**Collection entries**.
::::::::
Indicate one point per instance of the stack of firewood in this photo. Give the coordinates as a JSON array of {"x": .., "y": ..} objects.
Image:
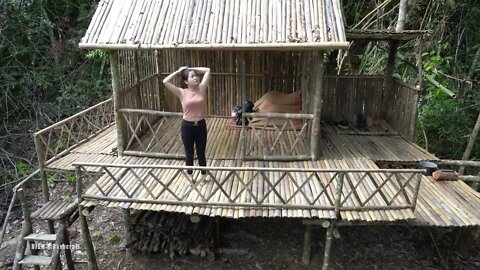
[{"x": 171, "y": 233}]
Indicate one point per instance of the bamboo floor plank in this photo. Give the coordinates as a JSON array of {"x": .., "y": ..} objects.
[{"x": 439, "y": 204}]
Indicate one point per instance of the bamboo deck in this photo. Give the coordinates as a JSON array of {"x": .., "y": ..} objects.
[
  {"x": 232, "y": 187},
  {"x": 446, "y": 203}
]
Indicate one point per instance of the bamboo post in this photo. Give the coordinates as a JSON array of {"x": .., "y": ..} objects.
[
  {"x": 137, "y": 88},
  {"x": 243, "y": 79},
  {"x": 317, "y": 86},
  {"x": 389, "y": 80},
  {"x": 41, "y": 153},
  {"x": 307, "y": 244},
  {"x": 116, "y": 100},
  {"x": 55, "y": 264},
  {"x": 328, "y": 246},
  {"x": 87, "y": 240},
  {"x": 28, "y": 221},
  {"x": 68, "y": 251},
  {"x": 128, "y": 234},
  {"x": 26, "y": 230},
  {"x": 331, "y": 228}
]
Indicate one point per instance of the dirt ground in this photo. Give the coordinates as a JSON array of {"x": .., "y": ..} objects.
[{"x": 262, "y": 243}]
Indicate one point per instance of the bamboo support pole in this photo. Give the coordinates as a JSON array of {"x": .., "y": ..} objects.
[
  {"x": 66, "y": 241},
  {"x": 328, "y": 246},
  {"x": 41, "y": 154},
  {"x": 307, "y": 244},
  {"x": 27, "y": 229},
  {"x": 315, "y": 138},
  {"x": 87, "y": 240},
  {"x": 55, "y": 264},
  {"x": 114, "y": 65},
  {"x": 128, "y": 234}
]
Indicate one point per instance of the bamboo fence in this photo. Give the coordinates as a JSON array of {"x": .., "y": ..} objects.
[
  {"x": 216, "y": 25},
  {"x": 283, "y": 188}
]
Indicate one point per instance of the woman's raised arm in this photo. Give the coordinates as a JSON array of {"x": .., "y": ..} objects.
[
  {"x": 206, "y": 77},
  {"x": 170, "y": 86}
]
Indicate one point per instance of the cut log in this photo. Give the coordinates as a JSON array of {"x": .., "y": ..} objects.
[{"x": 171, "y": 233}]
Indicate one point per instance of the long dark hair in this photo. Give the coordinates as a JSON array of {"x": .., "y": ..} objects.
[{"x": 184, "y": 75}]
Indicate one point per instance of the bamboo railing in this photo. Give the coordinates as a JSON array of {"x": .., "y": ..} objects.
[
  {"x": 144, "y": 127},
  {"x": 286, "y": 148},
  {"x": 336, "y": 189},
  {"x": 56, "y": 140}
]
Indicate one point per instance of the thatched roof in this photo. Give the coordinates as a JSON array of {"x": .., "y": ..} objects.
[{"x": 216, "y": 24}]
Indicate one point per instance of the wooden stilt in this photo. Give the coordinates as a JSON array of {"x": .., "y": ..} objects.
[
  {"x": 41, "y": 156},
  {"x": 216, "y": 235},
  {"x": 328, "y": 246},
  {"x": 307, "y": 244},
  {"x": 66, "y": 241},
  {"x": 116, "y": 100},
  {"x": 317, "y": 86},
  {"x": 388, "y": 101},
  {"x": 56, "y": 264},
  {"x": 26, "y": 230},
  {"x": 128, "y": 234},
  {"x": 87, "y": 240}
]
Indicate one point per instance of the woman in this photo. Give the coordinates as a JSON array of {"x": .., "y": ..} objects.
[{"x": 192, "y": 97}]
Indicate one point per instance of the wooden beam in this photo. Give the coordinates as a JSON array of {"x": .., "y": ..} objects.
[
  {"x": 116, "y": 100},
  {"x": 87, "y": 240},
  {"x": 317, "y": 86}
]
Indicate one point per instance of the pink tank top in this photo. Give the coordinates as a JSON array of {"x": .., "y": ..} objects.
[{"x": 193, "y": 105}]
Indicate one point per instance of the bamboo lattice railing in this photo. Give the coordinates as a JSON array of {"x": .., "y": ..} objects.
[
  {"x": 336, "y": 189},
  {"x": 56, "y": 140},
  {"x": 283, "y": 147}
]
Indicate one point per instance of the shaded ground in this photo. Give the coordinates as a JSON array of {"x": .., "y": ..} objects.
[{"x": 260, "y": 243}]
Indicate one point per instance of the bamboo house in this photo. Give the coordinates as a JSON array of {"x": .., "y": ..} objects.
[{"x": 318, "y": 161}]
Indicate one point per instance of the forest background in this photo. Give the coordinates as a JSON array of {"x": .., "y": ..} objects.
[{"x": 45, "y": 77}]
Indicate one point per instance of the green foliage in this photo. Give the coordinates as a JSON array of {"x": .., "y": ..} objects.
[
  {"x": 23, "y": 168},
  {"x": 71, "y": 177},
  {"x": 66, "y": 198},
  {"x": 96, "y": 234},
  {"x": 40, "y": 60},
  {"x": 51, "y": 178},
  {"x": 114, "y": 239}
]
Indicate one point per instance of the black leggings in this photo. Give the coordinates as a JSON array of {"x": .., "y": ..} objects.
[{"x": 194, "y": 133}]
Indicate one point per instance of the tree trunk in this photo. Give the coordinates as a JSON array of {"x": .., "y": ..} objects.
[
  {"x": 402, "y": 14},
  {"x": 471, "y": 142}
]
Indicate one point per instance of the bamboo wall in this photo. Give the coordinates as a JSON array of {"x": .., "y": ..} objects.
[
  {"x": 347, "y": 96},
  {"x": 139, "y": 85},
  {"x": 232, "y": 71},
  {"x": 238, "y": 76},
  {"x": 402, "y": 116}
]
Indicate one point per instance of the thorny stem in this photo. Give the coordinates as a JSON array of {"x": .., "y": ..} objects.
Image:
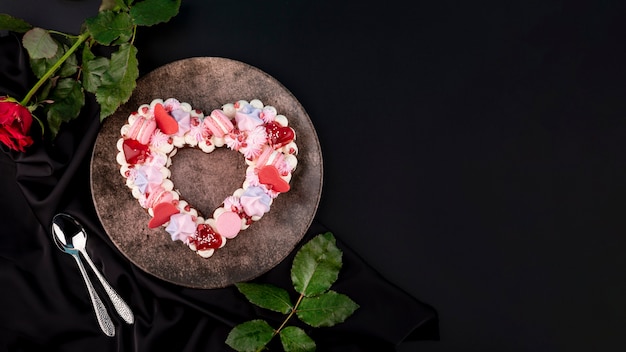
[
  {"x": 50, "y": 72},
  {"x": 293, "y": 311}
]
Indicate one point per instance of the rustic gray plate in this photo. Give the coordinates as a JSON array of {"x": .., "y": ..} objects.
[{"x": 204, "y": 180}]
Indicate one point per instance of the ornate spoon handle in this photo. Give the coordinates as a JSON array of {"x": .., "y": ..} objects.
[
  {"x": 120, "y": 306},
  {"x": 101, "y": 314}
]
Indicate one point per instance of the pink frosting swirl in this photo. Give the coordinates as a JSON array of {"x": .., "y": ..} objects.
[
  {"x": 255, "y": 202},
  {"x": 181, "y": 227}
]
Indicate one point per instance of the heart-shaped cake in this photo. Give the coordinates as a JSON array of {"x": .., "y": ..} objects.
[{"x": 155, "y": 132}]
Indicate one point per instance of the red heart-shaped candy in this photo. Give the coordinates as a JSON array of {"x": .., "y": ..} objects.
[
  {"x": 165, "y": 122},
  {"x": 135, "y": 152},
  {"x": 268, "y": 175}
]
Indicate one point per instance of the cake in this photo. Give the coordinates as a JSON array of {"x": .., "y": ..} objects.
[{"x": 153, "y": 134}]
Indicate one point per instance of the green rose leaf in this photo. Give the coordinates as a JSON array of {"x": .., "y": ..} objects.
[
  {"x": 68, "y": 100},
  {"x": 114, "y": 5},
  {"x": 267, "y": 296},
  {"x": 39, "y": 44},
  {"x": 316, "y": 265},
  {"x": 295, "y": 339},
  {"x": 250, "y": 336},
  {"x": 151, "y": 12},
  {"x": 93, "y": 70},
  {"x": 327, "y": 309},
  {"x": 13, "y": 24},
  {"x": 109, "y": 26},
  {"x": 119, "y": 80}
]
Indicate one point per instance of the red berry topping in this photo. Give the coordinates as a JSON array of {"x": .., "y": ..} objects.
[
  {"x": 206, "y": 238},
  {"x": 278, "y": 135}
]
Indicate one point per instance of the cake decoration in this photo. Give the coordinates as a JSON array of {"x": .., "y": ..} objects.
[{"x": 153, "y": 134}]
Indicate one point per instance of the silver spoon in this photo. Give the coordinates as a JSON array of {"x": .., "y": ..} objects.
[{"x": 71, "y": 238}]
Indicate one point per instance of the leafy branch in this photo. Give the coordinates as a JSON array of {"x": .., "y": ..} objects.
[
  {"x": 315, "y": 268},
  {"x": 67, "y": 66}
]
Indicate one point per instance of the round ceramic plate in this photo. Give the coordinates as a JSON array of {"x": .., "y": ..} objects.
[{"x": 205, "y": 180}]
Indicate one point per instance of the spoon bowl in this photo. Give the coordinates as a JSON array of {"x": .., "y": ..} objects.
[
  {"x": 70, "y": 242},
  {"x": 71, "y": 238}
]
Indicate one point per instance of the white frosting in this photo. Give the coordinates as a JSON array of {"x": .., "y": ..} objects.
[{"x": 163, "y": 147}]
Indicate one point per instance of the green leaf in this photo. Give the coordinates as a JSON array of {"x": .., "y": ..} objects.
[
  {"x": 39, "y": 44},
  {"x": 327, "y": 309},
  {"x": 295, "y": 339},
  {"x": 250, "y": 336},
  {"x": 119, "y": 81},
  {"x": 10, "y": 23},
  {"x": 267, "y": 296},
  {"x": 316, "y": 265},
  {"x": 93, "y": 70},
  {"x": 114, "y": 5},
  {"x": 151, "y": 12},
  {"x": 109, "y": 26},
  {"x": 68, "y": 99}
]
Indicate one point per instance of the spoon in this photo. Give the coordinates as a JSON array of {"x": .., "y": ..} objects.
[{"x": 71, "y": 238}]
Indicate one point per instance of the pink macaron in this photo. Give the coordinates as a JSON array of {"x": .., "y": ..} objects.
[
  {"x": 142, "y": 129},
  {"x": 218, "y": 123}
]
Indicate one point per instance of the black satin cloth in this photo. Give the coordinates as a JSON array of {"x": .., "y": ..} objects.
[{"x": 44, "y": 305}]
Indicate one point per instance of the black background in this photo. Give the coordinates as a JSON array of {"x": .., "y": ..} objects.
[{"x": 473, "y": 150}]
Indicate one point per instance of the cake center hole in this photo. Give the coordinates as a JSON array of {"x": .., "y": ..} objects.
[{"x": 205, "y": 180}]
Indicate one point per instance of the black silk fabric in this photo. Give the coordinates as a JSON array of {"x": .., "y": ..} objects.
[{"x": 44, "y": 305}]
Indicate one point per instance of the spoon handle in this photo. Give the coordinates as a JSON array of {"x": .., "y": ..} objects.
[
  {"x": 101, "y": 314},
  {"x": 118, "y": 303}
]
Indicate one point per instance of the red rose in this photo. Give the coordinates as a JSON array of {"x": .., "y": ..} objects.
[{"x": 15, "y": 121}]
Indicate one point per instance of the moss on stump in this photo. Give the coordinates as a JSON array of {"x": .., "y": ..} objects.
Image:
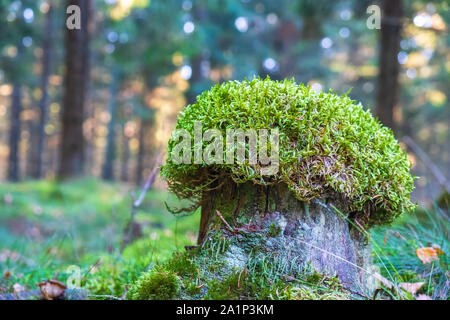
[{"x": 340, "y": 172}]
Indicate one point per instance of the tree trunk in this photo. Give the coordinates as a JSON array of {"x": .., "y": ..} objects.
[
  {"x": 125, "y": 156},
  {"x": 37, "y": 170},
  {"x": 388, "y": 86},
  {"x": 14, "y": 134},
  {"x": 196, "y": 77},
  {"x": 110, "y": 154},
  {"x": 145, "y": 124},
  {"x": 297, "y": 233},
  {"x": 76, "y": 82}
]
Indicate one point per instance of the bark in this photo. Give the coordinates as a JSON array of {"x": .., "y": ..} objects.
[
  {"x": 311, "y": 232},
  {"x": 14, "y": 134},
  {"x": 76, "y": 83},
  {"x": 37, "y": 170},
  {"x": 388, "y": 85},
  {"x": 110, "y": 154}
]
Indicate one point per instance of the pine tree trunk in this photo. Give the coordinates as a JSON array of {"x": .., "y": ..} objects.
[
  {"x": 110, "y": 154},
  {"x": 76, "y": 82},
  {"x": 125, "y": 157},
  {"x": 145, "y": 123},
  {"x": 37, "y": 170},
  {"x": 14, "y": 134},
  {"x": 388, "y": 85}
]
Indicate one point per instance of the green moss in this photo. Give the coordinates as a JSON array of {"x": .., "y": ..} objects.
[
  {"x": 182, "y": 264},
  {"x": 156, "y": 284},
  {"x": 327, "y": 142},
  {"x": 274, "y": 230}
]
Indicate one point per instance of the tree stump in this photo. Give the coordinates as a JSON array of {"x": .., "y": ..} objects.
[{"x": 297, "y": 233}]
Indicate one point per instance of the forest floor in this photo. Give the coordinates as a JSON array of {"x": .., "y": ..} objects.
[{"x": 73, "y": 231}]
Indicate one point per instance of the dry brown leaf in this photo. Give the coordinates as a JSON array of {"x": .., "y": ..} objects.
[
  {"x": 423, "y": 297},
  {"x": 411, "y": 287},
  {"x": 429, "y": 254},
  {"x": 52, "y": 289}
]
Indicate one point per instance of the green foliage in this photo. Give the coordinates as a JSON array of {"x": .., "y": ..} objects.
[
  {"x": 327, "y": 143},
  {"x": 182, "y": 264},
  {"x": 156, "y": 284},
  {"x": 274, "y": 230}
]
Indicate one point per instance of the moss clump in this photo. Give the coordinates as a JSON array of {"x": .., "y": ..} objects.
[
  {"x": 328, "y": 143},
  {"x": 156, "y": 284}
]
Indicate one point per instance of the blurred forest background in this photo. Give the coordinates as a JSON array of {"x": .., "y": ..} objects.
[
  {"x": 137, "y": 63},
  {"x": 101, "y": 102}
]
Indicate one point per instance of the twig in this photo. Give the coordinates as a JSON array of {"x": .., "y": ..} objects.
[{"x": 137, "y": 202}]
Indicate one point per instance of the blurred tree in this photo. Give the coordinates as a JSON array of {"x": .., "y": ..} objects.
[
  {"x": 37, "y": 150},
  {"x": 388, "y": 84},
  {"x": 110, "y": 154},
  {"x": 15, "y": 63},
  {"x": 75, "y": 87}
]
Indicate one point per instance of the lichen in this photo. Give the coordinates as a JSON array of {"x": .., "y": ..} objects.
[{"x": 328, "y": 143}]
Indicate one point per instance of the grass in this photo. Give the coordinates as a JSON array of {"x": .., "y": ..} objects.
[
  {"x": 46, "y": 227},
  {"x": 395, "y": 251}
]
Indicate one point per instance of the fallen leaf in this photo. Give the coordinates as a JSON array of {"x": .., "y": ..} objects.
[
  {"x": 423, "y": 297},
  {"x": 429, "y": 254},
  {"x": 52, "y": 289},
  {"x": 411, "y": 287}
]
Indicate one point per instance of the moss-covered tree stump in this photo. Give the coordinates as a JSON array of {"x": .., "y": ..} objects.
[{"x": 266, "y": 233}]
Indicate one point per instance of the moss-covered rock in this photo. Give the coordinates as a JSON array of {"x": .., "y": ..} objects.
[{"x": 328, "y": 143}]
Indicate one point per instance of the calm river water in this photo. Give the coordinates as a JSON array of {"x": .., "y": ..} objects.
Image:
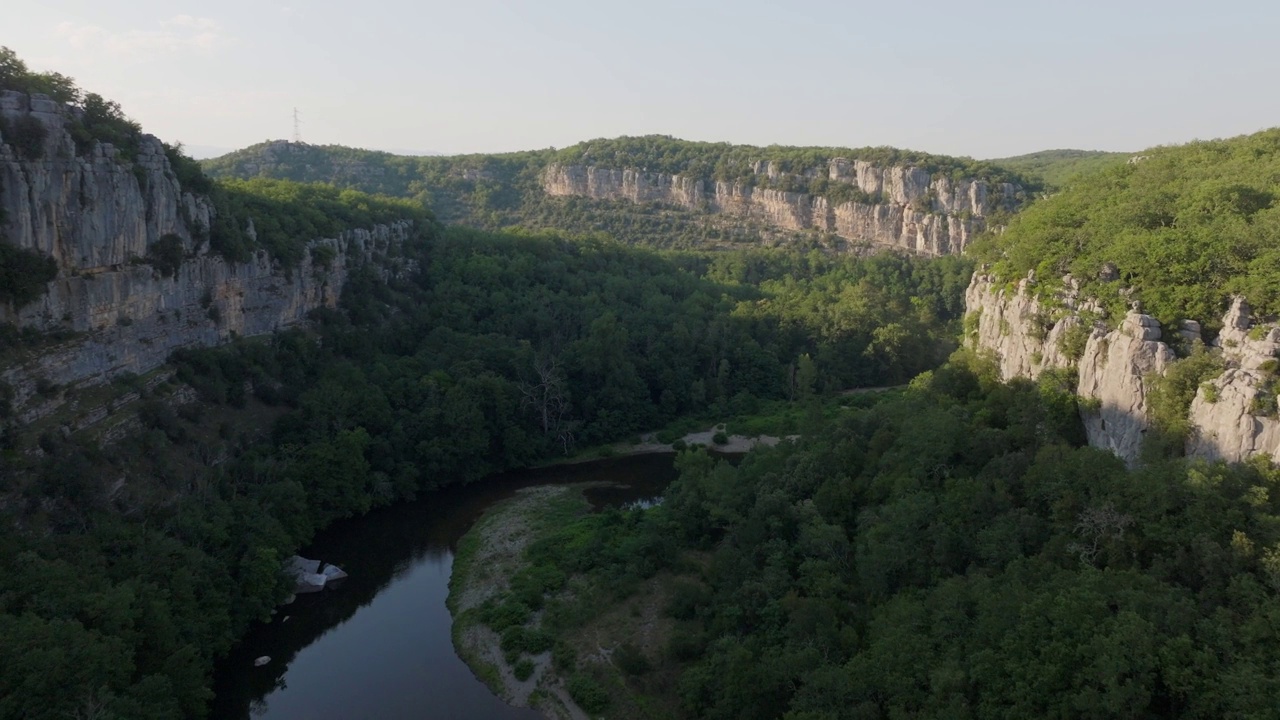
[{"x": 379, "y": 645}]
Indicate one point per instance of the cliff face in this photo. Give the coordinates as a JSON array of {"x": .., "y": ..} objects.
[
  {"x": 96, "y": 215},
  {"x": 1111, "y": 369},
  {"x": 913, "y": 210},
  {"x": 95, "y": 210},
  {"x": 1224, "y": 419}
]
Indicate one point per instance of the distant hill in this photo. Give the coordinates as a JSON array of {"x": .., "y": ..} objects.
::::::::
**Do this**. Will you repeat the material above, but only from the line containing "Indicate one point per instance of the calm" through its last line, exactly and without the pictures?

**Expected answer**.
Indicate one point per instance of the calm river water in this photo. Give the coordinates as a JSON array of {"x": .., "y": ..} objects.
Image:
[{"x": 379, "y": 645}]
Indicate one point per instance of the cliff face in this photo. Give the coordinates as a JSON array of {"x": .., "y": ..} objects.
[
  {"x": 96, "y": 215},
  {"x": 1111, "y": 369},
  {"x": 913, "y": 210},
  {"x": 95, "y": 210},
  {"x": 1224, "y": 419}
]
Indicate one point per instance of the distant hill in this photo. Give the coordinates as a JSON array of {"x": .., "y": ..} objects.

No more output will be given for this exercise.